----- Document text -----

- Occupation: Professor of mitochondrial genetics
- Parent: E. C. Poulton (father)

Academic background
- Alma mater: Lady Margaret Hall, Oxford

Academic work
- Discipline: Medicine, genetics
- Sub-discipline: Mitochondrial diseases
- Institutions: University of Oxford

= Joanna Poulton =

British medical researcher

Joanna Poulton is a British medical researcher, and Professor of Mitochondrial Genetics at the University of Oxford. She is an honorary consultant in Oxford, where she works on diseases caused by mutations in mitochondrial DNA. Such mutations are associated with many diseases, including diabetes, organ failure, deafness, and blindness, and are also important in neurodegeneration and aging. Poulton has spoken up on behalf of women in academia, as well as on the effects of neurodiversity on women's careers.

==Education and career==
Poulton is the daughter of the physician and psychologist E. C. Poulton. Her mother, one of the earliest women to study medicine at the University of Cambridge, gained her MD at the age of 90. Poulton credits her parents for having taught her and her siblings a scientific attitude and critical thinking. In 1976, Poulton gained a BA in physiological sciences at Lady Margaret Hall, University of Oxford, followed by a Bachelor of Medicine and Bachelor of Surgery in 1979. She became a Member of the Royal College of Physicians, London, in 1982. She was awarded a doctorate in medicine at Oxford in 1991. In 1997, she became a Fellow of the Royal College of Paediatrics and Child Health, London, and in 2013 was made a Fellow of the Royal College of Physicians, London.

Poulton is the author or co-author of over three hundred scientific publications, and her research has been key in the field of mitochondrial genetics. Well into her 50s, Poulton was diagnosed with ADHD, Attention Deficit Hyperactivity Disorder. She sought the diagnosis to help explain her perceived disorganisation and relative lack of success in gaining research grants. Poulton has referred to the glass ceiling encountered by professional women, and to the difficulties experienced by women academics in general in fields dominated by men. She has been active in supporting female colleagues and students and is arguably one of very few Oxford professors who has publicised her ADHD diagnosis.

==Research==
Poulton's research has focused on mitochondrial genetics and mitochondrial disease. Mitochondria are cellular organelles involved in energy metabolism in living organisms. They carry a small amount of DNA, known as mitochondrial DNA. Mutations in mitochondrial DNA are inherited from the mother, i.e. they are passed on through the female line. In cases where a mitochondrial mutation has occurred, a patient will carry a mixture of the mutated, damaged DNA, and the normal DNA, in varying proportions in different cells (a phenomenon known as heteroplasmy); the severity of the resulting disease will depend on this proportion. Poulton's data helped demonstrate the existence of a genetic bottleneck during the transmission of mitochondrial DNA from one generation to another. Her findings helped pave the way for improvements in methods to address mitochondrial disease, including the three-parent-baby approach. More recently, Poulton has addressed potential therapies to alleviate the severity of some mitochondrial diseases.

----- Data for review -----

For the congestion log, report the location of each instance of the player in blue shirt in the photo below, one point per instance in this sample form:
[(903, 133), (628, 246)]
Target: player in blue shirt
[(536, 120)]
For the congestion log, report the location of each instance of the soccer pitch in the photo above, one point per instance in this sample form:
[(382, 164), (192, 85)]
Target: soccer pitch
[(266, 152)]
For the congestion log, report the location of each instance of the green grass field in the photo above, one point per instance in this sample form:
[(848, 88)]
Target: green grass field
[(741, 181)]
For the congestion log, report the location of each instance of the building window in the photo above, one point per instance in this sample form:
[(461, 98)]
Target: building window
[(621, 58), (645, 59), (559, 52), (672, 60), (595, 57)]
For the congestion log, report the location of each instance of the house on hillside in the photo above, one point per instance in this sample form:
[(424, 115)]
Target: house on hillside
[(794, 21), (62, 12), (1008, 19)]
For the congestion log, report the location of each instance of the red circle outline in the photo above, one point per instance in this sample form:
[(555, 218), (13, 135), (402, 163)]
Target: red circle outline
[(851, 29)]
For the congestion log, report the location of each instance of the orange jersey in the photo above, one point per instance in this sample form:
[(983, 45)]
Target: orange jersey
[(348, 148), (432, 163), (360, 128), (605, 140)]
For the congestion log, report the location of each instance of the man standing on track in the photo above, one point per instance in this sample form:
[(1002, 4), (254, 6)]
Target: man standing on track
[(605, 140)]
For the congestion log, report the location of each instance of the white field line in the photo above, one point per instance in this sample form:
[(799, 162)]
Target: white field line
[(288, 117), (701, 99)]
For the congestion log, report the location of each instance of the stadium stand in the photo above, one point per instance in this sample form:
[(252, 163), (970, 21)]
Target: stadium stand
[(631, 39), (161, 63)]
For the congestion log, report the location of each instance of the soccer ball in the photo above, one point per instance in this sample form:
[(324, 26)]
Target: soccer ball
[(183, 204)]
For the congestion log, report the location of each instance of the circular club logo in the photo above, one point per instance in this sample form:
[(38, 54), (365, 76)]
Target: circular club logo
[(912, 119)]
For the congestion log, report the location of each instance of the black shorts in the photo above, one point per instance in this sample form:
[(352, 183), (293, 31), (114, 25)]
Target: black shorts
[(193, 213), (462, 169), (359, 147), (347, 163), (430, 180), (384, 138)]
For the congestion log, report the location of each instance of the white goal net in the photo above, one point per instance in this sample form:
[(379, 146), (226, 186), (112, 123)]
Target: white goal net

-----

## The problem
Please continue the article on Joanna Poulton from where it stops. The listing is not needed for anything here.

## Result of the task
Poulton has authored or coauthored approximately 300 journal articles and reviews on a range of subjects mostly focused on medical and genetic aspects of mitochondrial disease. Additionally, both in her working life and writings she has addressed the societal aspects of clinical practice and medical research, notably tailoring medical education in a multicultural society. In an article with Iain McLean, she contrasted the UK system of voluntary blood donations with the US system of paying blood suppliers, and commented on the tragic consequences of the latter on the spread of AIDS and other blood-borne diseases. Poulton has also written on the controversial Mitochondrial Eve hypothesis of human evolution, which was based on the variation in the mitochondrial DNA of populations in different continents.

==Selected publications==
- Poulton, J. (1989). "Duplications of mitochondrial DNA in mitochondrial myopathy"
- Poulton, J. (1993). "Families of mtDNA re-arrangements can be detected in patients with mtDNA deletions: duplications may be a transient intermediate form"
- Poulton, Joanna (1993). "Noninvasive diagnosis of the MELAS syndrome from blood DNA"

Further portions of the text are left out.